The R workflow19 assesses a popular strategy (two-step strategy) which involves independently imputing the training and test sets using the same imputation method. These datasets are then treated as being complete data, and regular learning algorithms are applied to predict some target variable.20 Several imputation methods are compared, such as mice, missForest, softImpute, and mean imputation. Note that, until recently, using the popular mice package for learning predictive models on incomplete data in R was hindered by the fact that it did not allow using the same imputation model for the training and test set. This has, however, been addressed with the argument ignore of the R function mice, the details of this recent extension can be found on GitHub.21

In Python

The Python workflow22 compares two strategies, where the aim is to predict a target variable and the covariates may contain missing values:

  1. The two-step strategy consists of imputing the missing values both in the training and in the test set with a method like mean imputation or IterativeImputer of the scikit-learn library, and to apply usual learning algorithms (random forests, gradient boosting, linear regression) on the imputed dataset. This learning algorithm can be applied to the imputed dataset \(\tilde{X}\) but also to a new variable made of the combination of the imputed covariates \(\tilde{X}\) with the response pattern \(R\): \([\tilde{X},R]\).

  2. The one-step strategy performs prediction using learning methods adapted to the missing data without necessarily imputing them, such as the MIA method (Twala et al. 2008), which is in our notebook.

We propose a function, score_pred, which compares these strategies in terms of prediction performances by introducing missing values in complete covariates (x_comp) under a specific missing data mechanism (mecha and a given percentage of missing values (p). The code for calling this function is given below, when the learning algorithm is the gradient boosting and 20% of MCAR values are introduced.

learner = HistGradientBoostingRegressor() 
p = 0.2
res = score_pred(x_comp=X, y = y, learner=learner , p=p, nbsim=10, mecha="MCAR")

The dataset is then split into a training set and a test set (75% in the training set, 25% in the test set) and the methods presented below are applied by considering a specific learning algorithm. The function then returns the prediction error on the test set, by comparing the ground truth (y) and the predicted outcome values on the test set for each simulation (i.e., each run for the generation of missing values). Figure 7 shows the graphical output of this function called for different learning algorithms (linear regression, random forests and gradient boosting) and for different missing data mechanisms (20% MCAR and MNAR, see the section on how to generate missing values). When the learner is linear regression, the two-step methods with added mask, both for the MCAR mechanism and the MNAR mechanism, perform well. Since the simulated dataset is generated using a linear regression model, the linear regression is expected to give better results than the other learners. In addition, for the MNAR mechanism, the one-step strategy MIA (especially when the gradient boosting is performed) appears to be a good choice.

────────────────

* _AIM OF THE TASK_
Extend the passage on prediction with missing values in R and Python, picking up right after its final sentence.

Collected data entries
────────────────

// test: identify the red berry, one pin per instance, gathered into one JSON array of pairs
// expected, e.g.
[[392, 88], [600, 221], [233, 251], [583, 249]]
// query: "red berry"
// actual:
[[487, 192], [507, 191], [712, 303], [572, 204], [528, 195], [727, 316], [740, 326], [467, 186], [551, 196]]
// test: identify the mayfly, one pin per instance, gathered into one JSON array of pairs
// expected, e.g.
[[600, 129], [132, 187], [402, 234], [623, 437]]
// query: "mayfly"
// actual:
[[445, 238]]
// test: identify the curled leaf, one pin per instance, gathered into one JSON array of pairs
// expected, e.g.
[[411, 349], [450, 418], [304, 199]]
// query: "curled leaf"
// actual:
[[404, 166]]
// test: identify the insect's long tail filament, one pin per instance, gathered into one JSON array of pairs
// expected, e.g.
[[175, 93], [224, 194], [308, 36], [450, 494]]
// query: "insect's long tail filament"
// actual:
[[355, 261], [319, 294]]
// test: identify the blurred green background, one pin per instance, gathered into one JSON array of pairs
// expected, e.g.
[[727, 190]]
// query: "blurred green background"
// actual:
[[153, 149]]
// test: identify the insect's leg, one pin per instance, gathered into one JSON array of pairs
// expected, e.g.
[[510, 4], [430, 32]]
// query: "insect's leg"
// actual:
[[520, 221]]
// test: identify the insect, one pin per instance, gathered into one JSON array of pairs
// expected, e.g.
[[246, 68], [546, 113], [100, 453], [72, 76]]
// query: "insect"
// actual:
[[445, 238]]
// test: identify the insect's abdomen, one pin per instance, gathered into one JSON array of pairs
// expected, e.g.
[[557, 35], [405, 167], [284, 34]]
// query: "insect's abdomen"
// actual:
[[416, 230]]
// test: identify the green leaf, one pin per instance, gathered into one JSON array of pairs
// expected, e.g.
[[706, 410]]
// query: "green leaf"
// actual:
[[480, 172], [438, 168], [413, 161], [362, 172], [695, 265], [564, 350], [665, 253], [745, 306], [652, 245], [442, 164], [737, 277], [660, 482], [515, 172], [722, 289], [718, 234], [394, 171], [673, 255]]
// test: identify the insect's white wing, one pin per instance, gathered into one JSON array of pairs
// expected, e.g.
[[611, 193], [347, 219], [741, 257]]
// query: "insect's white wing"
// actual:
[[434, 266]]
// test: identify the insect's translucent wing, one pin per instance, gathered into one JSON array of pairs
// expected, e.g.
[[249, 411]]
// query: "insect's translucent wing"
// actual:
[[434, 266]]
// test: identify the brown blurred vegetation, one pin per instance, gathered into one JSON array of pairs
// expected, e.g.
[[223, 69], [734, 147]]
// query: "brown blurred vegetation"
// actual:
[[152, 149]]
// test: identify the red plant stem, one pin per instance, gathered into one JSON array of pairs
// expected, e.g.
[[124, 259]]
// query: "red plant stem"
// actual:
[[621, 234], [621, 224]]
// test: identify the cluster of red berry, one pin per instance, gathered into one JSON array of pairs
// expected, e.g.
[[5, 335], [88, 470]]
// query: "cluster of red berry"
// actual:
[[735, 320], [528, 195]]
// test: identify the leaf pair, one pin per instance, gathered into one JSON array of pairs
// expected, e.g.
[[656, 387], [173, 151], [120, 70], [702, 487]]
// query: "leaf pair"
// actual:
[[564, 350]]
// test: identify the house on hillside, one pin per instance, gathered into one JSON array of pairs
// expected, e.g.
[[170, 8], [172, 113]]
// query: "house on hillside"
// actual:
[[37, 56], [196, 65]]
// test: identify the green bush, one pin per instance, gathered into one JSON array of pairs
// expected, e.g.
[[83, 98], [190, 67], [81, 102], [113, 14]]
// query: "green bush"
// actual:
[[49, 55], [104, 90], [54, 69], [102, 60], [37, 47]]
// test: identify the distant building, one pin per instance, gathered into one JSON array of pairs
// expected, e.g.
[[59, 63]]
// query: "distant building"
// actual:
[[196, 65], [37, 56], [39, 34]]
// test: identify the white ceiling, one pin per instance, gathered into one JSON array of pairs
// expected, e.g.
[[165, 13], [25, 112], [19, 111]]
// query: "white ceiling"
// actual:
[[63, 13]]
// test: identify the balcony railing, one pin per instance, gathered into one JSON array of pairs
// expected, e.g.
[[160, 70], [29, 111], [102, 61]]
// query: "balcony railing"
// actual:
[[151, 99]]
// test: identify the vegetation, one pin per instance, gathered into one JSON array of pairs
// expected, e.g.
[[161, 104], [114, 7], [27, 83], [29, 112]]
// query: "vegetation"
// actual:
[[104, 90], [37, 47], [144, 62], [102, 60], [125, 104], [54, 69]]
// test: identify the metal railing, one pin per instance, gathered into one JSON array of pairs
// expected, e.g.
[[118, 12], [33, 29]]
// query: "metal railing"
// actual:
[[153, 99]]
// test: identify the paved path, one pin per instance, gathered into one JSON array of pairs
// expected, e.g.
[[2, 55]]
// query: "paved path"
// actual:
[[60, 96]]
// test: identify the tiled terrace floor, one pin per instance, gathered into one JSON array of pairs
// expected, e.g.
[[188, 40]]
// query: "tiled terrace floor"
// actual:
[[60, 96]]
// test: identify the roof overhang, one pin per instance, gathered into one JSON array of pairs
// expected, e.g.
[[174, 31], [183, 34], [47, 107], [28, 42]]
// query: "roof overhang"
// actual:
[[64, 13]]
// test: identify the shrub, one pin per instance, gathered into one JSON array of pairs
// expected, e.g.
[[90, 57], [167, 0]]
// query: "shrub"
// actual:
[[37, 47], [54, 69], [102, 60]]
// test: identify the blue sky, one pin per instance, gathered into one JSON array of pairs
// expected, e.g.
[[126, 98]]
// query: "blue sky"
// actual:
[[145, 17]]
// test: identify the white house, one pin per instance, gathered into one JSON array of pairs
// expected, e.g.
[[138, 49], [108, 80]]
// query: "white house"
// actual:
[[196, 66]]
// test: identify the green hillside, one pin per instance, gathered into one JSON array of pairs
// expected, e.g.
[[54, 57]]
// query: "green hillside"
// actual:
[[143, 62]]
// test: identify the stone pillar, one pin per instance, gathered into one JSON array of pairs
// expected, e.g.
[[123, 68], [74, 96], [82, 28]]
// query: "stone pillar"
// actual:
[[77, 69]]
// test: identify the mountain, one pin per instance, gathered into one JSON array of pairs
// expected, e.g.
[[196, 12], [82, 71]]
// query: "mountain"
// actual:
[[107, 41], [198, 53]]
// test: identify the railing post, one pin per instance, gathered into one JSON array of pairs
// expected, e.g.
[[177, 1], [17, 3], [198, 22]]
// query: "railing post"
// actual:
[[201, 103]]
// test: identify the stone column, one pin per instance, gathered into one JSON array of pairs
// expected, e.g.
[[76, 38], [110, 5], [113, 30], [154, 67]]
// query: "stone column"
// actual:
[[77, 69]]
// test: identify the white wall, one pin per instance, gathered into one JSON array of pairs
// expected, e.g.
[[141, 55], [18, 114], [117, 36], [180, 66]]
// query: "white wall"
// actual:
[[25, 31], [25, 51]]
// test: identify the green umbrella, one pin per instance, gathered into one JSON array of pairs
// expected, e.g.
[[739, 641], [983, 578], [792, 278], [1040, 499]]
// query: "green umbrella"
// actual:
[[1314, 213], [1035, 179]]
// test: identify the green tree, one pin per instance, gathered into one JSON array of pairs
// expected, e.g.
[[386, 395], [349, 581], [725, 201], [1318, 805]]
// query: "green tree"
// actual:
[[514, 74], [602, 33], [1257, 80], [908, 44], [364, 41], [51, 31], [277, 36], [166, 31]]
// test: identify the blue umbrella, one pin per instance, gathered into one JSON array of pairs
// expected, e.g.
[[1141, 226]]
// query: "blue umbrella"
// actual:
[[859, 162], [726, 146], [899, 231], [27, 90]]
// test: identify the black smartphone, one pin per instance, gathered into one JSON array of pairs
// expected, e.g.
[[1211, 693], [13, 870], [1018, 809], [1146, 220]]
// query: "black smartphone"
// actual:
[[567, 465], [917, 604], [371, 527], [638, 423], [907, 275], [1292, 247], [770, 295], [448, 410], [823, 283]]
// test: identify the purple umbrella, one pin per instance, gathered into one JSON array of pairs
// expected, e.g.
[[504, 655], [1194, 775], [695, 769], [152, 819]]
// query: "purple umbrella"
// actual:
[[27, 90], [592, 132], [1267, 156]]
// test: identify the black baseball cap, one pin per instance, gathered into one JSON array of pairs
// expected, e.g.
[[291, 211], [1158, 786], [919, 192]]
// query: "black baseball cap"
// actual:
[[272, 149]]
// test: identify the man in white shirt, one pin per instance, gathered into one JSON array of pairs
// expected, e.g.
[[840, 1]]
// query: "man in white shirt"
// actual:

────────────────

* _RESULT OF THE EXERCISE_
Another function is specifically designed to handle datasets which already contain missing values. The second part of the Appendix shows a concrete example of this notebook on a real dataset.

graphic without alt text
Figure 7: Plot of the function score_pred to compare different strategies when the aim is to predict in Python. 20% of missing values are introduced in a simulated dataset using the MCAR mechanism or the MNAR mechanism. The covariates \(X\in \mathbb{R}^{1000\times 3}\) are generated under a multivariate Gaussian distribution, the parameter of the regression \(\beta \in \mathbb{R}^3\) follows a random uniform distribution. The outcome \(y\) is generated according to a linear model such that \(y=X\beta+\epsilon,\) with \(\epsilon\) representing Gaussian noise. The two-step strategies (IterativeImputer and the mean imputation) with or without adding a mask and the one-step strategy MIA are compared in terms of prediction error, and several learners are performed (linear regression, random forests, gradient boosting). The closer the result is to \(1\), the more accurate the prediction is (\(1\) corresponds to perfect prediction, \(0\) to the worst prediction).

This concludes the overview of the workflows developed in this project. We invite other practitioners and researchers to use and extend these methods. Overall, we hope that by creating and sharing implemented methods, new methods can be more easily developed and easily compared and evaluated.

4 Perspectives and future extensions

By providing a platform and community to discuss missing data, software, approaches and workflows, the sharing of expertise on missing data can hopefully be improved and extended more easily.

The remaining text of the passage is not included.